> **ACTIVITY**
Note how many lines in the material have "pole", and give only that figure.

> **INFORMATION GIVEN**
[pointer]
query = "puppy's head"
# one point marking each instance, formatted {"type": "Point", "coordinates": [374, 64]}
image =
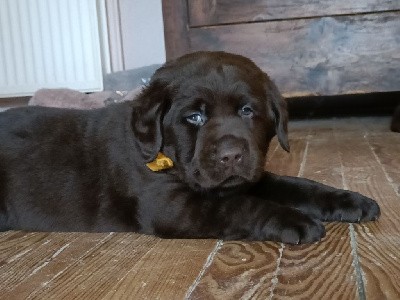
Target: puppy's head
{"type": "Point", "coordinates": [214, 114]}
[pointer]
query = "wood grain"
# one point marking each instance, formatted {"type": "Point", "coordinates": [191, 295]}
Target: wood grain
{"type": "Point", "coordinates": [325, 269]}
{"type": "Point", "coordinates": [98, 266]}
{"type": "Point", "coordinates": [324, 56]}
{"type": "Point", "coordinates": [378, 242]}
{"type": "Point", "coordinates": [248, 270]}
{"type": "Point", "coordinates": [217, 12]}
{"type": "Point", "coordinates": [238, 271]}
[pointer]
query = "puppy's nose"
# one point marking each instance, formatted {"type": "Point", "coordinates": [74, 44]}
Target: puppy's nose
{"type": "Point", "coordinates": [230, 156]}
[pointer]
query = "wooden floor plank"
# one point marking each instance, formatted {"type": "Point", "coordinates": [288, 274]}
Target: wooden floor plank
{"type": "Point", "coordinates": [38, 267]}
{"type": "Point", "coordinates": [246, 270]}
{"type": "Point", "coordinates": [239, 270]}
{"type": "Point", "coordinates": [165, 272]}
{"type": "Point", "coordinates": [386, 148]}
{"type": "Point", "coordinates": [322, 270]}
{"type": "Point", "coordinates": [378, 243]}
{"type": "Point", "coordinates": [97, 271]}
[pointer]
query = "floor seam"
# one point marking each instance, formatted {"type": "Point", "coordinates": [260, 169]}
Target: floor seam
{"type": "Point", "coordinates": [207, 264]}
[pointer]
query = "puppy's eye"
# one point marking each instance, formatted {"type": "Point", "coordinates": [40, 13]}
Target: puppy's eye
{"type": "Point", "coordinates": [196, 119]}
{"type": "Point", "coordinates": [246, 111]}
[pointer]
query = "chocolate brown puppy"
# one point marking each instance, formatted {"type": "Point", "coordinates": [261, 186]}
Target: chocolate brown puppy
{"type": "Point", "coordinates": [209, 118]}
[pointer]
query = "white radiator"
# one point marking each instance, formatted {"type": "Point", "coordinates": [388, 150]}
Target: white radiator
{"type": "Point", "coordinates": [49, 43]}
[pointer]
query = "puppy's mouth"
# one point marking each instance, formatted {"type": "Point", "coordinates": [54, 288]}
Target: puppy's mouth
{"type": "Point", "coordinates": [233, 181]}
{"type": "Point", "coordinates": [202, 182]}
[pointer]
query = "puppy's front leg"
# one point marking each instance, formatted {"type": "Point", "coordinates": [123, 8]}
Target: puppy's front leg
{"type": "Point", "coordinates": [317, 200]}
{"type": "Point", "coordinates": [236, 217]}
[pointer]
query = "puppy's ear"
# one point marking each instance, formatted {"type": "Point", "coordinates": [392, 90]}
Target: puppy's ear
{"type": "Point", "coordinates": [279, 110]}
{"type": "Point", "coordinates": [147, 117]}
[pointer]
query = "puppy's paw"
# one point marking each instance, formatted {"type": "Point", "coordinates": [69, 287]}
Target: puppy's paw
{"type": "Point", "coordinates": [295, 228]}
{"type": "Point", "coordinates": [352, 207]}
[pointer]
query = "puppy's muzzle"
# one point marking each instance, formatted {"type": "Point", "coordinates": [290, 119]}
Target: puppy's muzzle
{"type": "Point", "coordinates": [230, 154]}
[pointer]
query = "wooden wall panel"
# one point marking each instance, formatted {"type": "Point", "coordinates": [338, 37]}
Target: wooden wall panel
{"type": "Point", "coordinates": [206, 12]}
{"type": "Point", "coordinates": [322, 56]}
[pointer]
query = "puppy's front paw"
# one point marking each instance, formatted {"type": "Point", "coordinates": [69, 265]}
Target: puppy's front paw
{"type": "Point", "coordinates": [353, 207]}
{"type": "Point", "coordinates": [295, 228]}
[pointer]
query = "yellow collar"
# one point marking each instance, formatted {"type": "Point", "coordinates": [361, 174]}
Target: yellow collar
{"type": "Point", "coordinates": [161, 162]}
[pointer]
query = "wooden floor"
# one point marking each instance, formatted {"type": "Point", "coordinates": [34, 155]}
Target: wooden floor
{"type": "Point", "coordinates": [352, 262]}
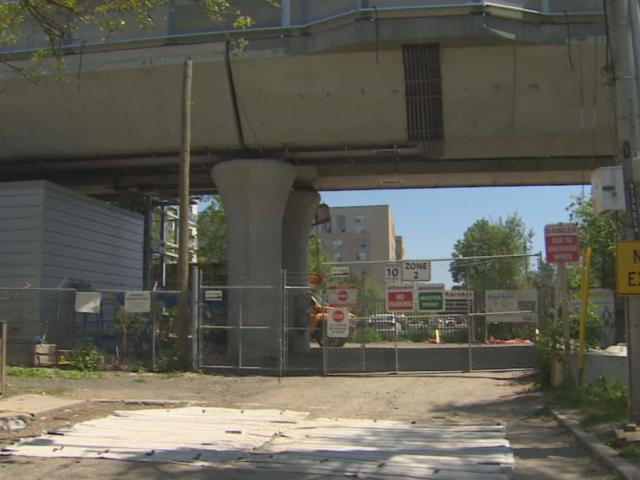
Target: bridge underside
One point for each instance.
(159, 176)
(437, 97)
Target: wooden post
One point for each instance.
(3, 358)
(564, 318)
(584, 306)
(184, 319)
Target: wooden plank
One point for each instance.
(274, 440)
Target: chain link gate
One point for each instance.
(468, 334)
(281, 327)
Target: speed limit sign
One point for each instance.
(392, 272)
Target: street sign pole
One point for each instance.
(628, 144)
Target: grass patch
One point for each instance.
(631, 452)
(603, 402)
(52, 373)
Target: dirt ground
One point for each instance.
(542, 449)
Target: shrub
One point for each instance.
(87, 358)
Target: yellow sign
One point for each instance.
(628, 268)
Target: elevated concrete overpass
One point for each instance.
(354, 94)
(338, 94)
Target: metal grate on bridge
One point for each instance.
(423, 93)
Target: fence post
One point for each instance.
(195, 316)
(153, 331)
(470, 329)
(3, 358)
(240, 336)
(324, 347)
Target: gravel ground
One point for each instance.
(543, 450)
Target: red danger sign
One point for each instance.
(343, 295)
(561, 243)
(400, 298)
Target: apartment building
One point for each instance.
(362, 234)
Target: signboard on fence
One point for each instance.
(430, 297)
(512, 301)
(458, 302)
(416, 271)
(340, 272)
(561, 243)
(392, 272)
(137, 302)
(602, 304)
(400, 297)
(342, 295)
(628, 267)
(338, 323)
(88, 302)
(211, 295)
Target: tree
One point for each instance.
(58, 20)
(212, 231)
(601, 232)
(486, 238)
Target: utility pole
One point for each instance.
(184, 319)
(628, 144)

> **ANSWER TO THE PROBLEM**
2